Vorliegender Text
• • • • •

Der BF habe sich in Widersprüche verstrickt, indem er zunächst behauptet habe, sein Vater wäre das einzige ermordete Mitglied ihrer Partei gewesen und seine Behauptung danach zweimal abgeändert habe. Darüber hinaus entbehre es jeglicher Logik und Nachvollziehbarkeit, warum sich seine Mutter gezwungen sehe, zur Schwester zu ziehen, wenn man Frauen ohnehin nichts antun würde. Grundsätzlich ergebe sich aus dem Vorbringen, dass im Zuge des Streits zwischen den politischen Parteien niemand außer seines Vater ermordet worden sei. Auch seine Familienangehörigen habe man nicht persönlich bedroht, sondern lediglich indirekte Drohungen an den BF und seinen in Kanada befindlichen Bruder weiterleiten lassen. Warum man dies tun sollte, habe der BF nicht nachvollziehbar darlegen können.

• • • • •

Daten

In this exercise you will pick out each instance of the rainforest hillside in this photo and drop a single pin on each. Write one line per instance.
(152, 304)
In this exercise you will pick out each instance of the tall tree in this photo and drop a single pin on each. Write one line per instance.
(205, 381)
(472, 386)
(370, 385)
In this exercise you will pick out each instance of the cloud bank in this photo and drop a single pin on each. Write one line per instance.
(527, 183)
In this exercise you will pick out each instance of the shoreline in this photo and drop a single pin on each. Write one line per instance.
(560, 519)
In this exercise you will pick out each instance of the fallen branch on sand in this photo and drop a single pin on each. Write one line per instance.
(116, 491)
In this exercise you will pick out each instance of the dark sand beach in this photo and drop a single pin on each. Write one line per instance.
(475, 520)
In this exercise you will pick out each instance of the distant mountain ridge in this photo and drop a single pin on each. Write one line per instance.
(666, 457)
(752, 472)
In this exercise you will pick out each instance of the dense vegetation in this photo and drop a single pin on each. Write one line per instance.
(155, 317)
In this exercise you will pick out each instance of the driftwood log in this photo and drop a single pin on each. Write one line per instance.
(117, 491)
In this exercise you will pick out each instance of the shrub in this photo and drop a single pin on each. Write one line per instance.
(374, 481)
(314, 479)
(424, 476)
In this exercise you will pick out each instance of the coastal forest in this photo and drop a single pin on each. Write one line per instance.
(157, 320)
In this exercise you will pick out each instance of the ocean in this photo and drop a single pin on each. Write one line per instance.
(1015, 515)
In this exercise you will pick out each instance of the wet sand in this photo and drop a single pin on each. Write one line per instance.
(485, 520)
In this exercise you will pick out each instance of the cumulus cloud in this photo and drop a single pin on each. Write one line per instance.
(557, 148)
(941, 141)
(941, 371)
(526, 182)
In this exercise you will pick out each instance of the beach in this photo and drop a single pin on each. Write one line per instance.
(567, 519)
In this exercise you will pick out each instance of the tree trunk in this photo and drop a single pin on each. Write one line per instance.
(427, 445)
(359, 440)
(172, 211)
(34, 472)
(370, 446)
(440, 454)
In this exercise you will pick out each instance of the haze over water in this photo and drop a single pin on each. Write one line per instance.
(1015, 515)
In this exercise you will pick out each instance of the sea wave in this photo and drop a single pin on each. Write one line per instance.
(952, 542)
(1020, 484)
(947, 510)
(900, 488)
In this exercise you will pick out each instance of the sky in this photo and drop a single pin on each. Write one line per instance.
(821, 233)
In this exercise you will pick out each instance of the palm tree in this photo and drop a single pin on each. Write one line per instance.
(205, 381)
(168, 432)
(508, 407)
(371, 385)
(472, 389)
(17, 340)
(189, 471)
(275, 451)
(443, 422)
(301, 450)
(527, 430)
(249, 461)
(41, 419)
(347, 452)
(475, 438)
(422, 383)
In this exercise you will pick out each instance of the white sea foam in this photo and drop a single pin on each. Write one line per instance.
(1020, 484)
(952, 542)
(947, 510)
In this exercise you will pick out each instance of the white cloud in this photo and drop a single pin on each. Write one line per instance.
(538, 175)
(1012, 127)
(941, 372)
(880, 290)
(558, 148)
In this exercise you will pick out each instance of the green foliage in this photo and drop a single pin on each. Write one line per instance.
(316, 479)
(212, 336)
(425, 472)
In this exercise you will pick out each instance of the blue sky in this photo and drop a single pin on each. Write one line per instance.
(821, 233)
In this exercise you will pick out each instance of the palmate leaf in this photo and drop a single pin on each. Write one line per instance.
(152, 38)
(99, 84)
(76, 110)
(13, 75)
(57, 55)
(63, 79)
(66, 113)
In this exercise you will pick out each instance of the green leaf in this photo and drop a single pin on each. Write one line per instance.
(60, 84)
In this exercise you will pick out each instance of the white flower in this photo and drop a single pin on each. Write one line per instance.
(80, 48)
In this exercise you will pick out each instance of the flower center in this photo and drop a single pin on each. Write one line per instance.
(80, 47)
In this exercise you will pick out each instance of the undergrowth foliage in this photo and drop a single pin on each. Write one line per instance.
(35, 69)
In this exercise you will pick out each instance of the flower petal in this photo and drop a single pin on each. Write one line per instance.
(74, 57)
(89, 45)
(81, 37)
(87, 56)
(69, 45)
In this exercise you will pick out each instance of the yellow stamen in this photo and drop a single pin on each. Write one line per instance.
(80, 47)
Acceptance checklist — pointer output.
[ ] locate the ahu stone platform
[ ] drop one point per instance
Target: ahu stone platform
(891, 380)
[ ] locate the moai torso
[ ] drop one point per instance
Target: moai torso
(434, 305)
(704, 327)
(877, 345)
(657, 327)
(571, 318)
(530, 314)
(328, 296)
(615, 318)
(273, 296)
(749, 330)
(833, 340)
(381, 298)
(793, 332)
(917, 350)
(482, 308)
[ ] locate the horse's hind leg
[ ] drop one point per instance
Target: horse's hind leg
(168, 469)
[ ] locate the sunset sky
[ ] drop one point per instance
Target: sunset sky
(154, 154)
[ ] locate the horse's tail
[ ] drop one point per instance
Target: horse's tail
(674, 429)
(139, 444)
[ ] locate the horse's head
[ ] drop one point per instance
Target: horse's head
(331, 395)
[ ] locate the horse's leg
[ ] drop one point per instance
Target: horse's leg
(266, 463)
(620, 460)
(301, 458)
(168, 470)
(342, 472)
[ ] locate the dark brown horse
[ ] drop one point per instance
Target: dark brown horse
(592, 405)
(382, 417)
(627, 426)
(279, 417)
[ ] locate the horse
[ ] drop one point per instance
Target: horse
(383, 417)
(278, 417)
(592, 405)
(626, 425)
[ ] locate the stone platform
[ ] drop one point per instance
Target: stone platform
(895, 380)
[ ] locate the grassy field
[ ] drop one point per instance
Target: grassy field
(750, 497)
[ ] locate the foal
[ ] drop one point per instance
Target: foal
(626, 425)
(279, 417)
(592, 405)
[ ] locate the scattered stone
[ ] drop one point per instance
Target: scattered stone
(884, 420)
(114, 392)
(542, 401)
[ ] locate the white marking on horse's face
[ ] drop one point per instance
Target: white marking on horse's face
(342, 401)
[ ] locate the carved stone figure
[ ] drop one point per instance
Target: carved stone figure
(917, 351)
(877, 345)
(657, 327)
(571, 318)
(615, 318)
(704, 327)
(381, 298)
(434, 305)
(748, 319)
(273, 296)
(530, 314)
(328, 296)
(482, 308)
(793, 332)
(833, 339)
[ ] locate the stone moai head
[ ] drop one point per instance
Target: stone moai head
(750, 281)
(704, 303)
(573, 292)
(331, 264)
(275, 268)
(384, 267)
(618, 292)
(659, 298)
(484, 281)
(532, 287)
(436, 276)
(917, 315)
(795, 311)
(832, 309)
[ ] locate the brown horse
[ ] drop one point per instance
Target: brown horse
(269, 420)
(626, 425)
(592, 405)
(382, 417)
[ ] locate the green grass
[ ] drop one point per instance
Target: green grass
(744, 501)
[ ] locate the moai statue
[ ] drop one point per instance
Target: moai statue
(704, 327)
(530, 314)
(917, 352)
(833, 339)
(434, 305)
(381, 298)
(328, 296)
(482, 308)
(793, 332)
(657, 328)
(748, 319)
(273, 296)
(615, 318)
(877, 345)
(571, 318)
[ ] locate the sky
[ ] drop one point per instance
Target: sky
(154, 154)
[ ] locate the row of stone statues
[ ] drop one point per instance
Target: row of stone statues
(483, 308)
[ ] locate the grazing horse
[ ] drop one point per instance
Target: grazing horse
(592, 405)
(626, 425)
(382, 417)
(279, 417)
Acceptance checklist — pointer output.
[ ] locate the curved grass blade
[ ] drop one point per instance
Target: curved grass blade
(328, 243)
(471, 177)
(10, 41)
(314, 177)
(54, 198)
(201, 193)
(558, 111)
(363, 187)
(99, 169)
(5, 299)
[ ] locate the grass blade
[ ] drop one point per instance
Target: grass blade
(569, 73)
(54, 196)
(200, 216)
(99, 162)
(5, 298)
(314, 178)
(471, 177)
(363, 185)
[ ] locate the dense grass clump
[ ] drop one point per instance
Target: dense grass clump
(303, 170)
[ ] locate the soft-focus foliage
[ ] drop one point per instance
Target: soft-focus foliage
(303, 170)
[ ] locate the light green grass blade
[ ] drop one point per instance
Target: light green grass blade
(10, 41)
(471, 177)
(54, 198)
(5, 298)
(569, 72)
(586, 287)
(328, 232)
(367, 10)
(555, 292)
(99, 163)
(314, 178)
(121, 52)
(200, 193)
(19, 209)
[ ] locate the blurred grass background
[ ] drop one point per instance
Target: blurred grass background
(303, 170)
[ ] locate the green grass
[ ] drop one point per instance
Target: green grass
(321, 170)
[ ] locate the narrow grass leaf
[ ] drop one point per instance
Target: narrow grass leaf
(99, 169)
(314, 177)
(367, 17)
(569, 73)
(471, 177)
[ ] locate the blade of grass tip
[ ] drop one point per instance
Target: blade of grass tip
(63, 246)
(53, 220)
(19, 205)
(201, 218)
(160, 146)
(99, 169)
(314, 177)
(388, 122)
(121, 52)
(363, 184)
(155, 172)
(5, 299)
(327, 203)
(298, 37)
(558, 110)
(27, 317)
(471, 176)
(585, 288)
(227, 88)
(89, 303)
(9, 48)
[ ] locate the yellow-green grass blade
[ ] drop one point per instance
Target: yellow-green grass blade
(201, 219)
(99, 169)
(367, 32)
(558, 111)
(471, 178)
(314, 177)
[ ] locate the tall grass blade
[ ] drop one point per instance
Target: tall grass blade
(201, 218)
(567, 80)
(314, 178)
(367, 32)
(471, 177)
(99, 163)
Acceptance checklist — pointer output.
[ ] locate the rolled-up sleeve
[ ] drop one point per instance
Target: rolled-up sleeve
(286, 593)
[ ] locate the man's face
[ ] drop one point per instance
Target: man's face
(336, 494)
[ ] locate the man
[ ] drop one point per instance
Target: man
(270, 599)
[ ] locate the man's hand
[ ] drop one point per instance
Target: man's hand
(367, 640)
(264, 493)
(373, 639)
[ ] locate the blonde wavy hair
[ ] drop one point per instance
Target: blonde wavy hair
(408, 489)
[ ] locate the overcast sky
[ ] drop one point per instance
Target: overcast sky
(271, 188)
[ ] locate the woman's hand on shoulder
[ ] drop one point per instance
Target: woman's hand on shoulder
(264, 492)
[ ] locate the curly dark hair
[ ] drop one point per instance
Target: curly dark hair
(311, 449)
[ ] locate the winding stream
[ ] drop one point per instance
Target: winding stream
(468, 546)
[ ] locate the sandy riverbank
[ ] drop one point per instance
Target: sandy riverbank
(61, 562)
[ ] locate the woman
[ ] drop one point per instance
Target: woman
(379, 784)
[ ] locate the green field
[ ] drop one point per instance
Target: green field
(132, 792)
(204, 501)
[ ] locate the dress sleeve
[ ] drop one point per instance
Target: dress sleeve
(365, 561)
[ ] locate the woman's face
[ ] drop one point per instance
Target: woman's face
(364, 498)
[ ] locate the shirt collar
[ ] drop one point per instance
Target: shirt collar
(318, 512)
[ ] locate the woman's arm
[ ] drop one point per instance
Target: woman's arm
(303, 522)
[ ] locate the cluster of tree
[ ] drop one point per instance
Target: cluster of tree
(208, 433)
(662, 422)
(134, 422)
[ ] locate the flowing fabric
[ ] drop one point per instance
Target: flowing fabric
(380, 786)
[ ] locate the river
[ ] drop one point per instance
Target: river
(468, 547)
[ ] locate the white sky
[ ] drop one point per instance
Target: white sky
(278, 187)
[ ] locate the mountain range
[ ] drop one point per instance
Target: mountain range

• • • • •

Der Auftrag
Entnehmen Sie dem Text wortgetreu den Abschnitt, der bei „Der BF habe“ beginnt und nach „nachvollziehbar darlegen können.“ endet. Stützen Sie sich ausschließlich auf den Text.

Antwort
Der BF habe sich in Widersprüche verstrickt, indem er zunächst behauptet habe, sein Vater wäre das einzige ermordete Mitglied ihrer Partei gewesen und seine Behauptung danach zweimal abgeändert habe. Darüber hinaus entbehre es jeglicher Logik und Nachvollziehbarkeit, warum sich seine Mutter gezwungen sehe, zur Schwester zu ziehen, wenn man Frauen ohnehin nichts antun würde. Grundsätzlich ergebe sich aus dem Vorbringen, dass im Zuge des Streits zwischen den politischen Parteien niemand außer seines Vater ermordet worden sei. Auch seine Familienangehörigen habe man nicht persönlich bedroht, sondern lediglich indirekte Drohungen an den BF und seinen in Kanada befindlichen Bruder weiterleiten lassen. Warum man dies tun sollte, habe der BF nicht nachvollziehbar darlegen können.